* begin *

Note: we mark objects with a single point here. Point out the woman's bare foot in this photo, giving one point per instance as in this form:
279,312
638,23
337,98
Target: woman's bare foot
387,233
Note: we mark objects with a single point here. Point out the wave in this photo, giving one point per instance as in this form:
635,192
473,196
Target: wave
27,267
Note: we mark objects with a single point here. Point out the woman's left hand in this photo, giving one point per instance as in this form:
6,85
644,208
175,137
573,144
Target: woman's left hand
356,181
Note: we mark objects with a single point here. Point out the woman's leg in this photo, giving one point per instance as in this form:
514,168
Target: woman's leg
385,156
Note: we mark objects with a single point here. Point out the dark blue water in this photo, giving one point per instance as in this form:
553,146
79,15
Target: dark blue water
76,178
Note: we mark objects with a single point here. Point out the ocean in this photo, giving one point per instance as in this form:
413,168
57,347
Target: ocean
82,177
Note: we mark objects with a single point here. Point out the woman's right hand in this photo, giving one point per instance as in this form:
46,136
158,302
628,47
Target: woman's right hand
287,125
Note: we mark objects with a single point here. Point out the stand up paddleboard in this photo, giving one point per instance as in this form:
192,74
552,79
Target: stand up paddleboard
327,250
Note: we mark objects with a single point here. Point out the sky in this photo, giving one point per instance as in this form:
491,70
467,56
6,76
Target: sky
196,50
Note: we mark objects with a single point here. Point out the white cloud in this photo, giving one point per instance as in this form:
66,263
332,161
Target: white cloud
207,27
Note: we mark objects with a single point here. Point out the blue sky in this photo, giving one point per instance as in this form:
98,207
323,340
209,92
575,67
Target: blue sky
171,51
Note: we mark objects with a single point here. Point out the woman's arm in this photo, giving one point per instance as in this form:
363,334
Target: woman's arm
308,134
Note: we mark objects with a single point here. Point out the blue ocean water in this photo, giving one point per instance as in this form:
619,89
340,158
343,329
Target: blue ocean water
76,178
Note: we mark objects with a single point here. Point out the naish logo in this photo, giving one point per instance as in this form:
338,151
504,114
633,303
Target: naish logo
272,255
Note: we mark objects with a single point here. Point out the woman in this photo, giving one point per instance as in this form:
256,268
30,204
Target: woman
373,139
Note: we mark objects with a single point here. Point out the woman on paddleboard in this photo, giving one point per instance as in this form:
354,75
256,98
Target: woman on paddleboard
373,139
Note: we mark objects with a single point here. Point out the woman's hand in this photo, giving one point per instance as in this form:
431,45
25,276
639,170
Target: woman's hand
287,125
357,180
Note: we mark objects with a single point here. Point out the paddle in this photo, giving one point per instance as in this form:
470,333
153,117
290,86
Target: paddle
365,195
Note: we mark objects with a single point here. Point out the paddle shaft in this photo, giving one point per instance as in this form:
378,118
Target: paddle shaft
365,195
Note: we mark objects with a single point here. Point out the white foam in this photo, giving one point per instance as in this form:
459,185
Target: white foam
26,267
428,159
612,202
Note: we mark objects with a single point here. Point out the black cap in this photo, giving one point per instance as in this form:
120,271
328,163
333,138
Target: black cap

* end *

• YOUR GOAL:
Reproduce verbatim the part of the listing above that opens with the line containing "the paddle shaft" and runs through the last line of the listing.

• OUTPUT OF THE EXERCISE:
Note: we mark objects with a single point here. Point out the paddle shaft in this photo, giving one point per instance as in this form:
378,118
Target: paddle shaft
365,195
Note: we mark objects with a single point here. Point out the white foam in this photo, giving one point per instance as in this form:
459,185
Target: white foam
26,267
428,159
612,202
Note: we mark objects with a single point here. Point out the black cap in this photo, giving one point per instance as in this form:
120,271
328,163
333,138
Target: black cap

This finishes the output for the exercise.